### Quoted text
========================================================================

Sam: I listened to “Fallingwater” when it first came out in 2018 and was hooked. I remained a fan since then and went to her tour in 2019 when she came to my college town in Santa Barbara, and Surrender was one of the first albums I reviewed professionally. I almost saw her this past year at All Things Go. (Sorry, but Carly Rae Jepsen was so energetic, and I was very tired after that)…

Christine: I first heard of Maggie Rogers through fellow pop artist Lewis Capaldi, who sang her praises in a 2019 interview. I was drawn in by her classic songwriting and vibe – Heard It In a Past Life has such a modern Carole King feel, both sonically and aesthetically. Her 2017 Tiny Desk concert captivated me, and when I saw her live on the 2023 Feral Joy tour I was just stunned by the sheer volume of percussion on stage – and how she basically uses her body like a tambourine. Plus she’s a feminist and pal of Phoebe Bridgers, so what’s not to like?

Kelly: I remember somehow stumbling upon the “Alaska” music video. I loved how her body moved with the rhythm of the song, and I loved how unique the rhythm of the song was. After that I obviously saw the Pharrell video and have been a fan ever since. “Say It” is one of my all time favorite songs. I was lucky enough to see her in Houston last summer at a free concert in the city. She was so happy to be on stage. You can tell when someone is grateful to be doing what they love – a certain magic comes out. She definitely had that.

========================================================================

### Data excerpts
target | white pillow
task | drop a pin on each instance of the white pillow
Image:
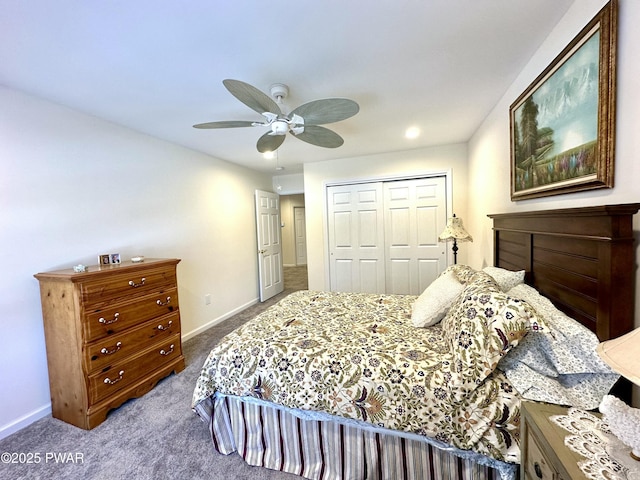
(432, 305)
(507, 279)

========================================================================

### Jobs
(1) In the text about Maggie Rogers, where did Kelly see her perform last summer?
(2) From the text about Maggie Rogers, write out the stretch from "Kelly: I remember" through "definitely had that.".

### Results of the tasks
(1) In Houston, at a free concert in the city.

(2)
Kelly: I remember somehow stumbling upon the “Alaska” music video. I loved how her body moved with the rhythm of the song, and I loved how unique the rhythm of the song was. After that I obviously saw the Pharrell video and have been a fan ever since. “Say It” is one of my all time favorite songs. I was lucky enough to see her in Houston last summer at a free concert in the city. She was so happy to be on stage. You can tell when someone is grateful to be doing what they love – a certain magic comes out. She definitely had that.